-- What needs to be done --
Reproduce all records verbatim.

---+---

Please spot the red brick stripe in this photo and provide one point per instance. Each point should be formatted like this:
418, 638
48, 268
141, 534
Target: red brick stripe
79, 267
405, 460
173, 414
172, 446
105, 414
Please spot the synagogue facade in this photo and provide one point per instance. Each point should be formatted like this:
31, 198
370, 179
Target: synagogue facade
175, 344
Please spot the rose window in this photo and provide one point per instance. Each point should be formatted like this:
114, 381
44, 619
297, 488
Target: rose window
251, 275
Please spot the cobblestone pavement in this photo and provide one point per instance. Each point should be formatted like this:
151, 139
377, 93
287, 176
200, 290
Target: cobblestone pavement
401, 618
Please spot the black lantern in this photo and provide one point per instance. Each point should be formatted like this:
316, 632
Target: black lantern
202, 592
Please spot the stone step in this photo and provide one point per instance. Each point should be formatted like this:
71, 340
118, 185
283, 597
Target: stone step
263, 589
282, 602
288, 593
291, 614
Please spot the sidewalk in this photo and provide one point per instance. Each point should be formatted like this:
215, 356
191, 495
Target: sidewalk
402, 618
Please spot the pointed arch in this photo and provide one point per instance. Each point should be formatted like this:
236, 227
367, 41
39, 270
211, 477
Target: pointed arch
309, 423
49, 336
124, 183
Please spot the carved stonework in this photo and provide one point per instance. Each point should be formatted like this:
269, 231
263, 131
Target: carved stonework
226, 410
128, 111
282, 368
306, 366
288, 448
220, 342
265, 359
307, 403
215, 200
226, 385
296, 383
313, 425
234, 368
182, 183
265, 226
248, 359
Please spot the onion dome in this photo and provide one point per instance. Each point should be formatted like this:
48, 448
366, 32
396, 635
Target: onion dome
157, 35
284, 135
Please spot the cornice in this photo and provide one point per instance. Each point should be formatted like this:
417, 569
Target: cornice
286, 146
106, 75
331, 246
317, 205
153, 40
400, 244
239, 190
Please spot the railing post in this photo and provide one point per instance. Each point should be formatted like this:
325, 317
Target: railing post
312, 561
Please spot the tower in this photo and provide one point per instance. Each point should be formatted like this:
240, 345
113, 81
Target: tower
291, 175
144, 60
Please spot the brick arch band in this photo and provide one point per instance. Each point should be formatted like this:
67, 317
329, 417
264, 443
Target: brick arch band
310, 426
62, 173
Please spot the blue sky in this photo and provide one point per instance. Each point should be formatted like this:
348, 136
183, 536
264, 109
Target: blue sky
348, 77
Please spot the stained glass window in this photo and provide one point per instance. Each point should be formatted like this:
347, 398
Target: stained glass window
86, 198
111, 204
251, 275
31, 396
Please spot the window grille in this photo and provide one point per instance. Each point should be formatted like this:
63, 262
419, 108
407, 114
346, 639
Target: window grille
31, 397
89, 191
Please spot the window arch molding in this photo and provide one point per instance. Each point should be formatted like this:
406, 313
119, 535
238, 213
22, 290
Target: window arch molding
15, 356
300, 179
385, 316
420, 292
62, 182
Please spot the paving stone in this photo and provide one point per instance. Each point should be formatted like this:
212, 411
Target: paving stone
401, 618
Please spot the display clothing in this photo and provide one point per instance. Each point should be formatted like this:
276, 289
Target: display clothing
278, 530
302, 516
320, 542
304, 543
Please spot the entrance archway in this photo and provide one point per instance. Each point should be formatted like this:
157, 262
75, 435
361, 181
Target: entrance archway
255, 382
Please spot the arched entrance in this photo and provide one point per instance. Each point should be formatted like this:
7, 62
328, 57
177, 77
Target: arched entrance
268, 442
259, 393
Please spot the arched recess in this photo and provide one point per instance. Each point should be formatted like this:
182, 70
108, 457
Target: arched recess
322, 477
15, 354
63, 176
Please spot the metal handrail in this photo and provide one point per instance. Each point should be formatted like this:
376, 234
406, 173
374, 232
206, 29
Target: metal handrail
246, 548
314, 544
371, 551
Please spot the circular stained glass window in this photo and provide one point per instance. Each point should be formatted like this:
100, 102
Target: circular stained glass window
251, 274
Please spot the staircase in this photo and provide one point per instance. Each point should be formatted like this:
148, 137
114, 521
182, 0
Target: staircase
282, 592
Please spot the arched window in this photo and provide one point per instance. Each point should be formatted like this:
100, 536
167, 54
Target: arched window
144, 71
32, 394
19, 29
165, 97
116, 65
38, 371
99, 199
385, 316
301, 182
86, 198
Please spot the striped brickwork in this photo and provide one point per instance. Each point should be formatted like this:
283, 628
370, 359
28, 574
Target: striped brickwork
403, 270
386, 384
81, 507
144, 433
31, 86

---+---

-- Answer for the task --
Please spot the red brick stripe in this photo and provide one point per instance. Each point should be formatted like this:
418, 638
48, 268
141, 534
Target: red brick stripe
79, 267
405, 460
173, 414
172, 446
105, 414
Please spot the synagogue facade in this photo and provide one point per instance. Each point should be formatted like this:
31, 198
370, 179
Target: synagogue facade
175, 344
Please spot the rose window in this photo and provide one point per instance. Each point should be formatted like this:
114, 381
44, 619
297, 488
Target: rose window
251, 275
Please spot the cobblestone pavement in this photo and provide one point per instance. Each point should be formatted like this:
151, 139
377, 93
287, 176
200, 290
Target: cobblestone pavement
401, 618
Please spot the black lantern in this photo and provide one point per instance. Each point should be formatted like this:
316, 632
Target: black lantern
202, 592
Please spot the stone step in this photo and provide one point per instance. Each point should be formatted like this:
71, 340
118, 185
283, 597
Target: stone step
263, 589
282, 602
288, 593
291, 614
Please spot the sidewalk in this photo and provide one point per instance. Each point should be formatted like this:
215, 356
191, 495
Target: sidewalk
402, 618
Please spot the pointed arch in this photo and provide one point per instance. Each point should be formatted like this:
236, 227
367, 41
39, 270
211, 477
Target: pointed arch
309, 423
49, 336
124, 183
Please spot the carved stonework in this photo and provide one point per instance. Each point should be formatted like this:
269, 231
263, 131
Target: carved stonework
226, 410
128, 111
282, 368
306, 366
288, 448
220, 342
265, 359
307, 403
215, 200
226, 385
296, 383
313, 425
234, 368
182, 183
265, 226
248, 359
Please spot the onion dome in this photo and provide one point per instance. Each point should be formatted like this:
48, 448
366, 32
396, 635
Target: onion dome
157, 35
284, 135
Please spot the cornice in this photo and provide one point per instance. Each point should be formatted like this:
417, 569
Target: cornice
286, 146
106, 75
331, 246
317, 205
153, 40
400, 244
239, 190
Please spot the railing post in this photo and provide one point per instance. Each point should be formatted like this:
325, 317
Target: railing post
312, 561
Please spot the tower in this photo and provide one point per instance. Each point should be formatted like this:
240, 345
113, 81
Target: tower
291, 175
144, 60
Please spot the brick arch band in this photo and provide one point per instance. Each point should be formatted like this:
67, 317
329, 417
264, 443
Target: brick arch band
310, 426
62, 173
Please spot the blue sky in this photo and provide one point per instance. Each point should be formatted like this:
348, 136
183, 536
264, 109
Target: blue sky
348, 77
Please spot the stained glass window in this photo and provide one point per instance. Each point should be formatted like this:
347, 398
Target: stained glass window
86, 198
111, 204
251, 275
31, 396
Please spot the window grille in this photo and provide one point per instance. Each point should be formatted like this:
63, 262
419, 108
407, 114
346, 639
Target: window grille
31, 397
89, 191
Please spot the window arch molding in this photo and provide one point per instance. Each point should be formatted like this:
406, 313
119, 535
238, 213
22, 290
Target: window arch molding
15, 356
300, 179
385, 316
420, 292
62, 182
Please spot the paving stone in this photo and provide one point per instance. Each point should be formatted like this:
212, 411
Target: paving stone
401, 618
Please spot the display clothing in this photo and provide one point per instance. Each point should be formatted like this:
276, 289
Target: display clothing
278, 530
302, 516
320, 542
304, 543
Please spot the entrance archway in this photo and provide one point per instance. Each point should be formatted like this:
157, 262
75, 435
361, 181
Target: entrance archway
255, 382
Please spot the arched entrance in this photo and provide one point per instance. Each point should be formatted like this:
7, 62
328, 57
177, 77
Target: arched entrance
268, 442
259, 393
Please spot the arched recess in this photo and provide one point per instance. Each point should be formatted like this:
182, 70
108, 457
Target: arched recess
322, 477
15, 354
63, 176
Please spot the metal handrail in this photo and provide one point per instance. Each point should be formatted like this:
376, 234
406, 173
374, 232
206, 29
Target: metal handrail
246, 548
314, 544
371, 551
Please spot the circular stained glass window in this photo and provide one point per instance. Each point should be formatted like this:
100, 102
Target: circular stained glass window
251, 274
Please spot the staircase in this photo and provide one point per instance. Each point should be formatted like this:
148, 137
114, 521
182, 0
Target: staircase
282, 592
Please spot the arched window in this photo and provide one point per instance. Each point should be formatted like this:
100, 536
167, 54
Target: arched window
144, 71
32, 394
19, 29
165, 97
116, 65
38, 371
99, 199
385, 316
301, 182
86, 198
Please spot the striped brickwork in this photo and provide one point per instance. Each point should be formatted like this:
283, 628
370, 359
28, 574
Target: striped brickwork
403, 270
386, 384
81, 507
144, 433
31, 86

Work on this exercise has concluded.